### Text shown ###
Review
Copyright ©The Author(s) 2015. Published by Baishideng Publishing Group Inc. All rights reserved.
World J Crit Care Med. Feb 4, 2015; 4(1): 13-28
Published online Feb 4, 2015. doi: 10.5492/wjccm.v4.i1.13
Antibiotic stewardship programmes in intensive care units: Why, how, and where are they leading us
Yu-Zhi Zhang, Suveer Singh
Yu-Zhi Zhang, Suveer Singh, Departments of Intensive Care and Respiratory Medicine, Chelsea and Westminster Hospital, London SW10 9NH, United Kingdom
Author contributions: Singh S conceived and designed the article; Zhang YZ wrote the first draft; Zhang YZ and Singh S extracted and reviewed the studies in the Systematic analysis; Zhang YZ and Singh S revised the manuscript; Singh S rewrote the final revised version.
Conflict-of-interest: The authors declare that they have no competing interests.
Open-Access: This article is an open-access article which was selected by an in-house editor and fully peer-reviewed by external reviewers. It is distributed in accordance with the Creative Commons Attribution Non Commercial (CC BY-NC 4.0) license, which permits others to distribute, remix, adapt, build upon this work non-commercially, and license their derivative works on different terms, provided the original work is properly cited and the use is non-commercial. See: http://creativecommons.org/licenses/by-nc/4.0/
Correspondence to: Dr. Suveer Singh, BSc, MBBS, PhD, EDIC, DICM, FFICM, FRCP, Departments of Intensive Care and Respiratory Medicine, Chelsea and Westminster Hospital, 369 Fulham Rd, London SW10 9NH, United Kingdom. suveer.singh@imperial.ac.uk
Telephone: +44-208-7468472 Fax: +44-208-7468040
Received: October 7, 2014
Peer-review started: October 8, 2014
First decision: November 19, 2014
Revised: November 21, 2014
Accepted: December 16, 2014
Article in press: December 17, 2014
Published online: February 4, 2015
Processing time: 127 Days and 0.7 Hours
Core Tip

Core tip: Antibiotic stewardship programmes (ASPs) aim to optimise appropriate antibiotic treatment and minimise antimicrobial resistance (AMR). Multistrategic approaches must address challenges to future management of infectious disease. Models of ASP in intensive care unit, include “standard” control of antibiotic prescribing (e.g.,”de-escalation strategies”) through to interventional approaches utilising biomarker-guided decisions. Protocolised ASPs using procalcitonin guided antibiotic-stop but not antibiotic-start alone decisions demonstrate reduced antibiotic and AMR rates, but not survival benefit. Immediate research needs include better AMR surveillance, early microbial diagnostic tests, and core transferable elements of ASPs.
###
» **Your assignment**: State which benefit, according to the review on antibiotic stewardship in intensive care units, protocolized programs using procalcitonin-guided antibiotic-stop decisions did not demonstrate.
### Data excerpts ###
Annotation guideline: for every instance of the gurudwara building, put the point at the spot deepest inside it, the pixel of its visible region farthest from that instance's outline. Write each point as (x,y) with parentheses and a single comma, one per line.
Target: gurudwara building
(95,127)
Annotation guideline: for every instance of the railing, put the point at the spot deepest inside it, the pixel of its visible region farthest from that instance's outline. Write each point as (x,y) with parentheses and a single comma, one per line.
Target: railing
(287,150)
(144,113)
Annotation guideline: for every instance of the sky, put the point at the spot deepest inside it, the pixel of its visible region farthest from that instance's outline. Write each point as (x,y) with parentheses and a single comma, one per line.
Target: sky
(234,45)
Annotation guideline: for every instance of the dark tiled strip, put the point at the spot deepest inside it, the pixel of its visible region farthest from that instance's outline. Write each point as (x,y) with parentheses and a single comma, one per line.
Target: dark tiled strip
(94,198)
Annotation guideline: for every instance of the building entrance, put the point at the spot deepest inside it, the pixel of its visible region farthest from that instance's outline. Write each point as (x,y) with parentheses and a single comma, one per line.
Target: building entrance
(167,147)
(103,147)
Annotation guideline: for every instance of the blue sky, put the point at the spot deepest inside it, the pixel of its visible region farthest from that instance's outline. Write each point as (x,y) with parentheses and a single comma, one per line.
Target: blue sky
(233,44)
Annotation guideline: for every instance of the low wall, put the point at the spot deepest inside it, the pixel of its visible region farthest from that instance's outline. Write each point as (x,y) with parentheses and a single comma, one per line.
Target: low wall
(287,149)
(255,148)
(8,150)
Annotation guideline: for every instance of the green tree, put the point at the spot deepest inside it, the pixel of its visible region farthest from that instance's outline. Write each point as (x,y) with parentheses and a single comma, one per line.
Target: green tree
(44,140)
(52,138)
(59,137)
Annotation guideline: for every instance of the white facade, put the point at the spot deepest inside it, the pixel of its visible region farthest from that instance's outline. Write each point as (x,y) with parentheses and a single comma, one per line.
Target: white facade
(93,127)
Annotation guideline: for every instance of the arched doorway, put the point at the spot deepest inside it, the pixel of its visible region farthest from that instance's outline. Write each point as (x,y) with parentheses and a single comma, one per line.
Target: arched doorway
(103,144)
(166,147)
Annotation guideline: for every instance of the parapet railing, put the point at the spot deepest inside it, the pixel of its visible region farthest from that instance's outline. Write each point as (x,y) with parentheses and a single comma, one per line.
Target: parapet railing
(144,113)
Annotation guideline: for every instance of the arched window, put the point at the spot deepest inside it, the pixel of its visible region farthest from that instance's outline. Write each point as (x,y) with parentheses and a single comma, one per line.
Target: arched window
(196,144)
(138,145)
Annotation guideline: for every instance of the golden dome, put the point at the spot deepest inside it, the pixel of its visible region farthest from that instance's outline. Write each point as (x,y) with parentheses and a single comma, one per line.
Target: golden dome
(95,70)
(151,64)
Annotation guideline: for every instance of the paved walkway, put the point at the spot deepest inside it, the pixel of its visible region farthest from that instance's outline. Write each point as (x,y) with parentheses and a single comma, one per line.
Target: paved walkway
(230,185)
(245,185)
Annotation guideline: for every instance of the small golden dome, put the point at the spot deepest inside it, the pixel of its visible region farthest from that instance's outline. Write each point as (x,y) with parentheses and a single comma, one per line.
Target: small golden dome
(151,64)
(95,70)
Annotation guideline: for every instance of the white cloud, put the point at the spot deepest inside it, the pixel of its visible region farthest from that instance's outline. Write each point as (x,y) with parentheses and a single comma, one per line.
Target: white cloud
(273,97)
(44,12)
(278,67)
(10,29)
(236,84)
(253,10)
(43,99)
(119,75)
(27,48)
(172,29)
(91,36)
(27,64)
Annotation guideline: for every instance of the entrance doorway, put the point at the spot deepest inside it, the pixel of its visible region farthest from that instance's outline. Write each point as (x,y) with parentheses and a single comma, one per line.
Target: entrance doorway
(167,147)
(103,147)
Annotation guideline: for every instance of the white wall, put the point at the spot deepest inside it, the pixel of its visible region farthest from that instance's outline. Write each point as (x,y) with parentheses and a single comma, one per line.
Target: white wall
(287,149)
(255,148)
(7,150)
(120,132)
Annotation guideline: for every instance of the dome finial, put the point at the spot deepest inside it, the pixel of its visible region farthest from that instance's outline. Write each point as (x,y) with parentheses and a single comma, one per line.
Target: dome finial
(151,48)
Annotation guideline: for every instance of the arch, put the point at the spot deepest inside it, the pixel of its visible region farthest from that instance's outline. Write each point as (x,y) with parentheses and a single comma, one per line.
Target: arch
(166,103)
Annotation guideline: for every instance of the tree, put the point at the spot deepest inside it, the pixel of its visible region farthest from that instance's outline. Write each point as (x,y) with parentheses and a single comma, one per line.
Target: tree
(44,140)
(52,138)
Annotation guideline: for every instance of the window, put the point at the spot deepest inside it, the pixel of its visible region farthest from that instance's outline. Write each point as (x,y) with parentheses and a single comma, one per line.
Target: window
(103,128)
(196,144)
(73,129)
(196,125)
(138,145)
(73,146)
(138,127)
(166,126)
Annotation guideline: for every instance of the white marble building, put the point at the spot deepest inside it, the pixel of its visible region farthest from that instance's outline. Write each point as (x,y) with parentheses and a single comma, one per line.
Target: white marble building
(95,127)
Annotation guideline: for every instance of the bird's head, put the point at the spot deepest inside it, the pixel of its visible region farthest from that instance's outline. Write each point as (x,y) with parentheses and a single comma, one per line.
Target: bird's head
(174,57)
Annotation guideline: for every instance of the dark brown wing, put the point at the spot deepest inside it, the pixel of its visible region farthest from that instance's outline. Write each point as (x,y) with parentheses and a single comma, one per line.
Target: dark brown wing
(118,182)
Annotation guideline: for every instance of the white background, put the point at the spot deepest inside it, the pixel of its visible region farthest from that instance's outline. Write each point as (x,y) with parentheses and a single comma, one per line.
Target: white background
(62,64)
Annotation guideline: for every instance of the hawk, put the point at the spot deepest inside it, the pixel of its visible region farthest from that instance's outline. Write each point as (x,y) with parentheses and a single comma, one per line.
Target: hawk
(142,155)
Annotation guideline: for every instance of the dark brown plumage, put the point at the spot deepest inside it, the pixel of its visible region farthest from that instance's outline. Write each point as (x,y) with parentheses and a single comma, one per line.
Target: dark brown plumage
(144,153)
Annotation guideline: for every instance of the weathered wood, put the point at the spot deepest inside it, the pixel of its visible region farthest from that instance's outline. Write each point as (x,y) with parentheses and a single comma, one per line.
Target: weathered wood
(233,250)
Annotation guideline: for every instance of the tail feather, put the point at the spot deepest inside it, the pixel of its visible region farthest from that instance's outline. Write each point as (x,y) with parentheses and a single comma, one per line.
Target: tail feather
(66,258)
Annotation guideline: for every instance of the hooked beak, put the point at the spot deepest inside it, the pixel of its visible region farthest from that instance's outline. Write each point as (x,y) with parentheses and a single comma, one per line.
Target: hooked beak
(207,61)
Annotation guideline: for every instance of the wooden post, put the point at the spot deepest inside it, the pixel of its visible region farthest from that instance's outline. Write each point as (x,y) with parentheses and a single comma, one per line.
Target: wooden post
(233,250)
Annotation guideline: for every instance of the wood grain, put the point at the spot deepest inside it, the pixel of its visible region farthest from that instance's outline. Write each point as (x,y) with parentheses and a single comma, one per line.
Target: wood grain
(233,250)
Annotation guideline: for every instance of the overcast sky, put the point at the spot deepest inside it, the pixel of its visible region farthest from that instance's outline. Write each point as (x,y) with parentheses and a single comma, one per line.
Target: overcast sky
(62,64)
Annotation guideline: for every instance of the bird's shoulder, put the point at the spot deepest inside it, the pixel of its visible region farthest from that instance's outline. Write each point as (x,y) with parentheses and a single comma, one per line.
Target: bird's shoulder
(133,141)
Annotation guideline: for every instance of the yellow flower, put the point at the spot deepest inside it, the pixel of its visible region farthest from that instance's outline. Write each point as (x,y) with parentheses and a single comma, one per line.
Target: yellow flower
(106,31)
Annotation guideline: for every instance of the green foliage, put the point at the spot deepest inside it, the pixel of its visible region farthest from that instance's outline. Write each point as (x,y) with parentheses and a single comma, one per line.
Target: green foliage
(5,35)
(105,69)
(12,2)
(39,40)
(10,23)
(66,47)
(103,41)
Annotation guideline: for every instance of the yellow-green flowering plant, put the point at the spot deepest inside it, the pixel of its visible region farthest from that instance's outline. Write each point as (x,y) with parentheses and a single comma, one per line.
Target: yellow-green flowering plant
###
» **Completed exercise**: Survival benefit.